==== Data listing

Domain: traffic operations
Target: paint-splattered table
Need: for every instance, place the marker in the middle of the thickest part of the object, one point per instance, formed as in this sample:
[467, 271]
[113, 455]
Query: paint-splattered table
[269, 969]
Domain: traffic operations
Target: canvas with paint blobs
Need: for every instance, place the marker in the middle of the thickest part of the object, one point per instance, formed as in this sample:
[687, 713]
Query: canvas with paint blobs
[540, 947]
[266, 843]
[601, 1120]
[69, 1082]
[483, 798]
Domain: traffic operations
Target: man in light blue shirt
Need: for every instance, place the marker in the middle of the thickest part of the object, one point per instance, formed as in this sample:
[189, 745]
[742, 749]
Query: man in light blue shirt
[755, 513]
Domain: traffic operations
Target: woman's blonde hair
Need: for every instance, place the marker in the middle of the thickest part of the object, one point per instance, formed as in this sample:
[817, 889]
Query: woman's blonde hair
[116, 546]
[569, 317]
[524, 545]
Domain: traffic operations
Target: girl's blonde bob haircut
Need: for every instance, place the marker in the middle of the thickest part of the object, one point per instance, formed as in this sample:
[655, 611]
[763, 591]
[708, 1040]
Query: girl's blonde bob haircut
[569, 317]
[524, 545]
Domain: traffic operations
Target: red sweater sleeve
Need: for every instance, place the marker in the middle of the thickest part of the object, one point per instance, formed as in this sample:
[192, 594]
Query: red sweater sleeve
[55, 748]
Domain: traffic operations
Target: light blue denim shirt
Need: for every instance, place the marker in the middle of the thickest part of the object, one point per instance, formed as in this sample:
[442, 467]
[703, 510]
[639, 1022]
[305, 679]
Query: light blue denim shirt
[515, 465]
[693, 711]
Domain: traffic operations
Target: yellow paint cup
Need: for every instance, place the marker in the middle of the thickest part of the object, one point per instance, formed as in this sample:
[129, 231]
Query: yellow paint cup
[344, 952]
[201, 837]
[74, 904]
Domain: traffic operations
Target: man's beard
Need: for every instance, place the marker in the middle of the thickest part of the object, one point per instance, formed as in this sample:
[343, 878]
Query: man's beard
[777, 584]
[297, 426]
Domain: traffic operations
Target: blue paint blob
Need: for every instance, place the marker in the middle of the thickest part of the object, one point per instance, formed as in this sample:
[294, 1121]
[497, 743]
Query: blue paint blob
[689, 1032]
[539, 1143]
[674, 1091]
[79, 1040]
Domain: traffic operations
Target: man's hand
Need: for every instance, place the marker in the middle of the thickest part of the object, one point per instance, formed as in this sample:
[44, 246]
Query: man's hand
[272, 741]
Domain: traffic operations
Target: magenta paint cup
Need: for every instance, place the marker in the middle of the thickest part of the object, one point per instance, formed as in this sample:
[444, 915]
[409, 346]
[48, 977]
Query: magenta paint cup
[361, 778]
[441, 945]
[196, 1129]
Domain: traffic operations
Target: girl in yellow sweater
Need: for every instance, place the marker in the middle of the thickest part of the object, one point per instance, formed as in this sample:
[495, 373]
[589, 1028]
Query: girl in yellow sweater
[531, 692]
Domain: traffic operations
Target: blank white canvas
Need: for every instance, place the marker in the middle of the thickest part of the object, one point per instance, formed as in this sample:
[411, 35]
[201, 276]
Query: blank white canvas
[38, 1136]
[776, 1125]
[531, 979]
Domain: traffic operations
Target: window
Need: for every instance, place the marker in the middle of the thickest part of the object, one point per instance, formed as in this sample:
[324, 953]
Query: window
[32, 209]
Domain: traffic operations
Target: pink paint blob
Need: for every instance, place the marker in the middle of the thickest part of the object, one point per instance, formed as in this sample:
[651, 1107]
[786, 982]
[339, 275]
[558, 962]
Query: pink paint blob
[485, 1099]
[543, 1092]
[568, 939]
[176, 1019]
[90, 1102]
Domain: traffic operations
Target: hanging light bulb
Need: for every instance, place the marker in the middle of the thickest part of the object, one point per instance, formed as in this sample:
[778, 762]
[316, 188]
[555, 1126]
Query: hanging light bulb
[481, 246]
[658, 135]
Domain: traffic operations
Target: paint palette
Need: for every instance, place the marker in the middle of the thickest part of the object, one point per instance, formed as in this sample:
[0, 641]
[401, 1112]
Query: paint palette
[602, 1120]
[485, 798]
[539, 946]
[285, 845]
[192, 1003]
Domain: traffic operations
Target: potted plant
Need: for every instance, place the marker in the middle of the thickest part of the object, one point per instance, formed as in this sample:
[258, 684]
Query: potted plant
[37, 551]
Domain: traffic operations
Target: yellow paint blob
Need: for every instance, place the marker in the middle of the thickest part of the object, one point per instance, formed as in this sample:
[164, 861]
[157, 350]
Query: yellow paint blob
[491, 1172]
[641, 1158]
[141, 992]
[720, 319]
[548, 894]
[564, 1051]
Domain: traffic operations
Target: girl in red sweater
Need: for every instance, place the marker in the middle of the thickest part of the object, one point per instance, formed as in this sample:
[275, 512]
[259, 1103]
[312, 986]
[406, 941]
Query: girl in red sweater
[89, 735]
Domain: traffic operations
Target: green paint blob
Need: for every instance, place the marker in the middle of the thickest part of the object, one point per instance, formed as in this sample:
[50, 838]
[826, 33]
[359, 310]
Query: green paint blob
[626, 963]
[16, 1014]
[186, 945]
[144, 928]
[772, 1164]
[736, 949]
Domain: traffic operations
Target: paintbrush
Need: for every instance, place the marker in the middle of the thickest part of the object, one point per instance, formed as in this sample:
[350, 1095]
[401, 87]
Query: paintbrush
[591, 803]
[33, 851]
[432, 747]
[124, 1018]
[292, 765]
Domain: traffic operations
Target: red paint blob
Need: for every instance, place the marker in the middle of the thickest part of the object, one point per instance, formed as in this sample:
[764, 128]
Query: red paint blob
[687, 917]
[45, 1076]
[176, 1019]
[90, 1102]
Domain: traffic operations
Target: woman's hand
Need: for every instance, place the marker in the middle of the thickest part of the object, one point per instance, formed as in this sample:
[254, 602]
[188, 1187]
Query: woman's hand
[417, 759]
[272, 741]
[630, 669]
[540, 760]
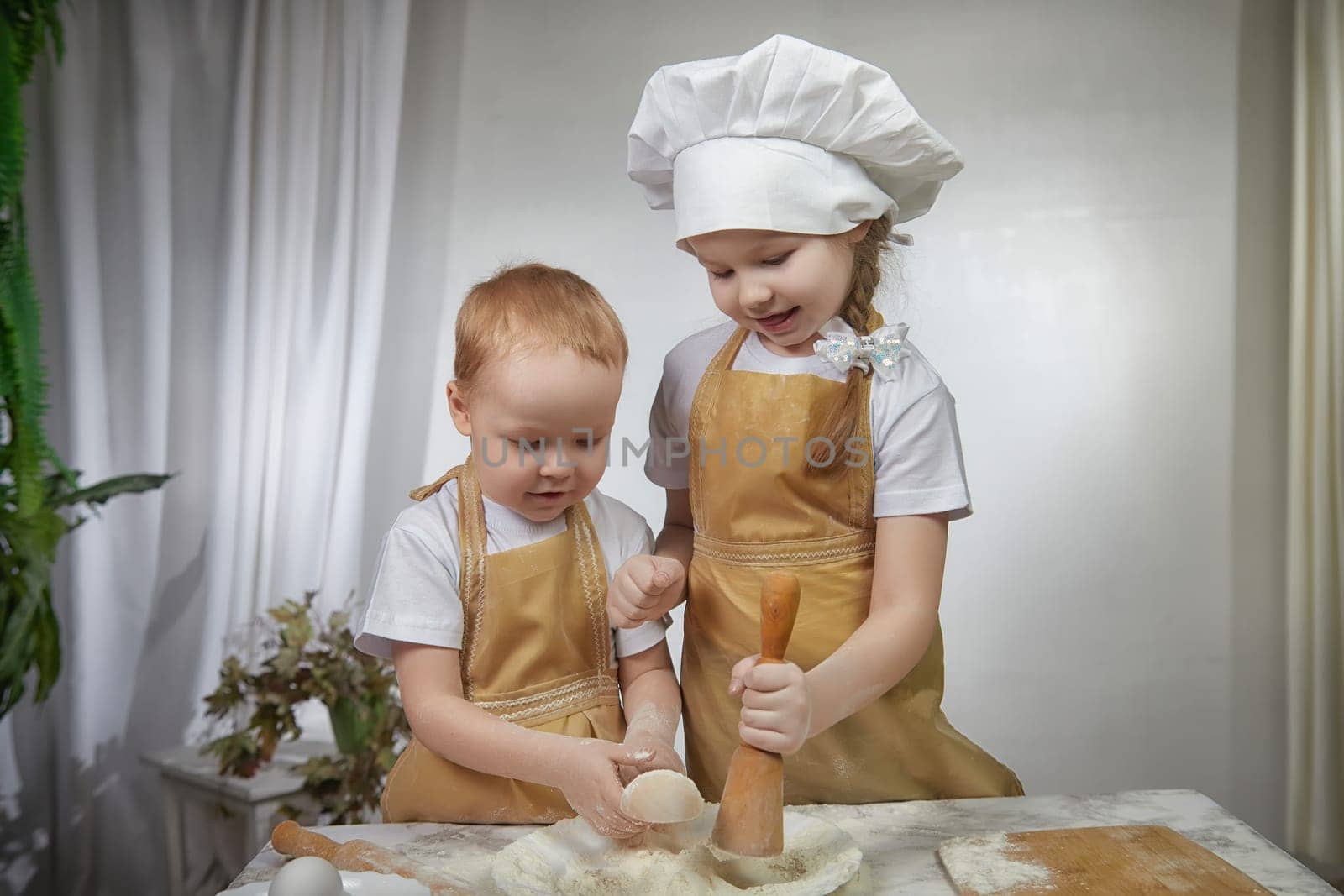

========

**What is expected**
Find every line in the records that contains the word "white" and copy each one. Case counts, so only matches with identical capitalization qualify.

**Answer in full**
Target: blank white canvas
Query: blank white canvas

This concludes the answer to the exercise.